- **Work request**: Below is a block of records: output all of them exactly and leave out the pictures.

- **Provided data**:
☆ ☆ ☆ ☆ ☆

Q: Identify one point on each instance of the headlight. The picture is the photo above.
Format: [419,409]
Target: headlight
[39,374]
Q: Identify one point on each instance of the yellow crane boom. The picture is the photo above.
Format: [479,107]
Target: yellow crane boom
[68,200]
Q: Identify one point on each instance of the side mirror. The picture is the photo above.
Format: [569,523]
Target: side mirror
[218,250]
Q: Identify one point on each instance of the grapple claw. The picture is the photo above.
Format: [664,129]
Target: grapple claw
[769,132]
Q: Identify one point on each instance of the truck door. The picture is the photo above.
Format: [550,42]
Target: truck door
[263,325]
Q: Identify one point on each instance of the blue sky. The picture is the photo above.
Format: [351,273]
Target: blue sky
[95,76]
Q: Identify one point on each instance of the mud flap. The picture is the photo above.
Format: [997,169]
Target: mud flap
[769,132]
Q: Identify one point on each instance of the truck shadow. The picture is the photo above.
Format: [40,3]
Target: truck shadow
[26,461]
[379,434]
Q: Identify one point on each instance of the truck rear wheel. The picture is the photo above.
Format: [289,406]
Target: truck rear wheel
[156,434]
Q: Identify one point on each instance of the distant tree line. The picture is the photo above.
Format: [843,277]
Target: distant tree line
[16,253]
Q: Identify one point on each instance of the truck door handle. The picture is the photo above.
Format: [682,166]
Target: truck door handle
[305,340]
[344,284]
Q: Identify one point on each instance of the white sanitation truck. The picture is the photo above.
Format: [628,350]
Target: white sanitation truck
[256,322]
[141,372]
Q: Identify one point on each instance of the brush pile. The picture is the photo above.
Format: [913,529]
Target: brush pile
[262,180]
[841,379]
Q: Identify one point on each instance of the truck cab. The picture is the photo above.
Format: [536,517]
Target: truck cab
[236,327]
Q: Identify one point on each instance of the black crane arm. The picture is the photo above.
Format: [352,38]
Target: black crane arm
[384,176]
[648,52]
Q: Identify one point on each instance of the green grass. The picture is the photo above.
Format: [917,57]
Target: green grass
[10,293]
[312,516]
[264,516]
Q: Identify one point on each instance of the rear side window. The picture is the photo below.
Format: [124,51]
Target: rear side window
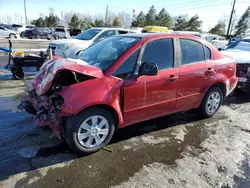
[207,53]
[191,51]
[160,52]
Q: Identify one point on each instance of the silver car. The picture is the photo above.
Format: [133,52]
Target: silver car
[6,33]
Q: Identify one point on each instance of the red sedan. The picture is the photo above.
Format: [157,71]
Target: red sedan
[128,79]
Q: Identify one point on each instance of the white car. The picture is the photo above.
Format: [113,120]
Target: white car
[7,33]
[21,28]
[240,51]
[68,48]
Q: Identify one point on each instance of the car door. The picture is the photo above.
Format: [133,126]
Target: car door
[3,32]
[160,90]
[196,73]
[152,96]
[132,88]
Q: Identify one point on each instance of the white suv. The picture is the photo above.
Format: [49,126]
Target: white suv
[68,48]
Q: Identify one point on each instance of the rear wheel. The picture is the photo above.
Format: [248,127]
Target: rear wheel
[90,130]
[211,102]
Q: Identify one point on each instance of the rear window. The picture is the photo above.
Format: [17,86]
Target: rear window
[30,27]
[59,30]
[122,32]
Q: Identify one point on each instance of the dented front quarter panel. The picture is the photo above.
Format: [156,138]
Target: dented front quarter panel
[100,91]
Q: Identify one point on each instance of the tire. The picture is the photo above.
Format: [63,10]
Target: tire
[18,74]
[208,110]
[12,36]
[72,130]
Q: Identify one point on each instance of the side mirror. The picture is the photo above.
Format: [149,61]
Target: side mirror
[100,39]
[148,69]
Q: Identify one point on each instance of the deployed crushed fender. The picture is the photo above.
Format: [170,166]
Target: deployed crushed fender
[59,91]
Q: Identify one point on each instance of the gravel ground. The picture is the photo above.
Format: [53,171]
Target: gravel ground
[180,150]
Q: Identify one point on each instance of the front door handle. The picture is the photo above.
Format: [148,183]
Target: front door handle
[172,78]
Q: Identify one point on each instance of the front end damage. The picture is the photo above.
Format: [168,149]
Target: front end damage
[243,74]
[44,99]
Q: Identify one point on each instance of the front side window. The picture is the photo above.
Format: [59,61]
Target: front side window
[191,51]
[127,68]
[243,45]
[103,54]
[160,52]
[207,53]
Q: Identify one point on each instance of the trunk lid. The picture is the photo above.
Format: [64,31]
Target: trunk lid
[50,69]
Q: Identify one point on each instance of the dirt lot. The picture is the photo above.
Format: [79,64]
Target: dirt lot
[179,150]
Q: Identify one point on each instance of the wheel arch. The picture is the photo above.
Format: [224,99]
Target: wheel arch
[109,108]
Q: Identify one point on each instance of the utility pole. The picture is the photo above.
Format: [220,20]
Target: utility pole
[25,12]
[230,20]
[106,15]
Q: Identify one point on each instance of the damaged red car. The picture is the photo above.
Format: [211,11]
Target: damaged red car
[128,79]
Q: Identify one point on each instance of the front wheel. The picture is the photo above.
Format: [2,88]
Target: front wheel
[211,102]
[90,130]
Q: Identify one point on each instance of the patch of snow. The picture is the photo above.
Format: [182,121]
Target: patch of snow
[179,133]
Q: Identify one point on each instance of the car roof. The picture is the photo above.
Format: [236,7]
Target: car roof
[111,28]
[153,35]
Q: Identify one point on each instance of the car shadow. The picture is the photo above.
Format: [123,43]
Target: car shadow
[50,147]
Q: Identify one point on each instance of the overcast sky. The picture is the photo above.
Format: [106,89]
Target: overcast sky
[210,11]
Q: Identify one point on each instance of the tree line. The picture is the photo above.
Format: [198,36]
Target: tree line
[163,18]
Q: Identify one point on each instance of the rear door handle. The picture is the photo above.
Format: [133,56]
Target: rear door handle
[172,78]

☆ ☆ ☆ ☆ ☆

- **Solution to the problem**:
Q: Identify one point on each instance of the headlight. The picture is the photo above.
Format: [419,409]
Target: headlight
[39,374]
Q: Identify one point on each instance of the yellow crane boom. The picture is the photo above.
Format: [479,107]
Target: yellow crane boom
[68,200]
Q: Identify one point on each instance of the side mirror. The picture is the photo above.
Format: [569,523]
Target: side mirror
[218,250]
Q: Identify one point on each instance of the grapple claw. The picture is the photo above.
Format: [664,129]
Target: grapple claw
[769,132]
Q: Identify one point on each instance of the truck door. The picture is the photo above.
Format: [550,42]
Target: truck door
[263,325]
Q: Identify one point on each instance of the blue sky. The picture is the photo above.
Format: [351,273]
Target: blue sky
[95,76]
Q: Identify one point on each instance of the mud flap. The picture is the photo above.
Format: [997,169]
Target: mud flap
[769,132]
Q: Identify one point on each instance of the truck shadow. The picture is the photo above.
Format: [40,3]
Target: truck shadow
[26,461]
[379,434]
Q: Identify one point on each instance of the truck rear wheel. The picture is the photo above.
Format: [289,406]
Target: truck rear wheel
[156,434]
Q: Identify one point on each instance of the distant tree line. The picture is the photo above.
Format: [843,277]
Target: distant tree line
[16,253]
Q: Identify one point on each instance of the truck door handle. The picture is the photo above.
Format: [682,166]
Target: truck door handle
[305,340]
[344,284]
Q: Identify one point on each instance of the white sanitation truck. The picture is the photo above.
Format: [628,350]
Target: white sanitation truck
[256,322]
[141,372]
Q: Identify one point on each instance of the brush pile. The picture is the photo above.
Format: [913,529]
Target: brush pile
[262,180]
[841,379]
Q: Identify one point on each instance of the truck cab. The picture is the photo above.
Format: [536,517]
Target: truck cab
[236,327]
Q: Identify one point on each instance of the black crane arm. The picture is the photo above.
Format: [352,38]
Target: black crane arm
[384,176]
[648,52]
Q: Identify one point on each instance of the green grass. The picture is the photo above.
Format: [917,57]
Target: green grass
[10,293]
[312,516]
[264,516]
Q: Identify one point on each instance of the rear side window. The picture is the photo below.
Format: [124,51]
Target: rear side window
[207,53]
[191,51]
[160,52]
Q: Identify one point on each instance of the silver car. The picture is the photo above.
Format: [133,52]
Target: silver car
[6,33]
Q: Identify one point on each instance of the red sedan. The picture is the photo above.
Format: [157,71]
Target: red sedan
[128,79]
Q: Identify one point on each instance of the white car. The picture is the photo above.
Format: [113,120]
Target: white car
[7,33]
[21,28]
[240,51]
[68,48]
Q: Identify one point on each instance of the car door. The picture is the photo above.
Format: [133,126]
Target: car door
[3,32]
[160,90]
[196,73]
[152,96]
[132,88]
Q: Identify one point on each instance of the white suv. The picture is the photo above.
Format: [49,126]
Target: white suv
[68,48]
Q: Identify one point on each instance of the rear wheel. The picture is the photo above.
Format: [248,127]
Target: rear wheel
[90,130]
[211,102]
Q: Identify one point on each instance of the rear window. The picture is the photo above.
Format: [17,86]
Target: rear window
[30,27]
[59,30]
[122,32]
Q: Identify one point on each instance of the dented front quarter panel. The picture is the photo above.
Format: [156,138]
Target: dented front quarter panel
[100,91]
Q: Identify one point on each instance of the tire. The picture is the photo above.
Format: [63,10]
Target: tire
[18,74]
[208,110]
[12,36]
[72,130]
Q: Identify one point on each instance of the side mirror. The picture is the photo above.
Format: [149,61]
Target: side mirror
[100,39]
[148,69]
Q: Identify one point on each instance of the deployed crushed fender. The picture is the photo above.
Format: [170,166]
Target: deployed crushed fender
[59,91]
Q: Identify one point on each instance of the gravel ground. The picture is the photo above.
Format: [53,171]
Target: gravel ground
[180,150]
Q: Identify one point on each instance of the front door handle. The picture is the photo above.
Format: [148,183]
Target: front door handle
[172,78]
Q: Identify one point on each instance of the front end damage. The picture is the photo above.
Format: [168,149]
Target: front end damage
[243,74]
[44,99]
Q: Identify one point on each instance of the front side window. The picture is the photo above.
Format: [59,61]
Target: front side window
[191,51]
[127,68]
[243,45]
[103,54]
[160,52]
[207,53]
Q: Identify one point on each instance of the trunk lid. The picture is the photo above.
Format: [64,31]
Target: trunk lid
[50,69]
Q: Identify one point on each instance of the dirt lot. The picture is the photo above.
Format: [79,64]
Target: dirt lot
[179,150]
Q: Identify one point on each instance of the wheel arch. The picture is the photo above.
Format: [224,99]
Target: wheel arch
[109,108]
Q: Identify one point on each instance of the utility pole. The picture is the photo above.
Format: [220,20]
Target: utility pole
[25,12]
[230,20]
[106,15]
Q: Identify one point on each instance of the damaged red car. The picture is the photo above.
Format: [211,11]
Target: damaged red car
[128,79]
Q: Identify one point on each instance of the front wheel. The picture is the photo above.
Format: [2,88]
Target: front wheel
[211,102]
[90,130]
Q: Identify one point on each instance of the patch of snow. The picture is the photo above.
Format: [182,121]
Target: patch of snow
[179,133]
Q: Identify one point on each instance of the car roof. The picture is the photo above.
Format: [236,7]
Target: car roof
[111,28]
[153,35]
Q: Identify one point on each instance of the car shadow. The picture is the photo above.
Format: [123,43]
Target: car shadow
[50,147]
Q: Identify one point on each instance of the overcast sky. The picture is the photo above.
Format: [106,89]
Target: overcast sky
[210,11]
Q: Identify one point on each instance of the tree line. The picture is the photo above.
Format: [198,36]
Target: tree line
[163,18]
Q: Identify one point on each instance of the rear door handle. The picture is the photo above.
Format: [133,56]
Target: rear door handle
[172,78]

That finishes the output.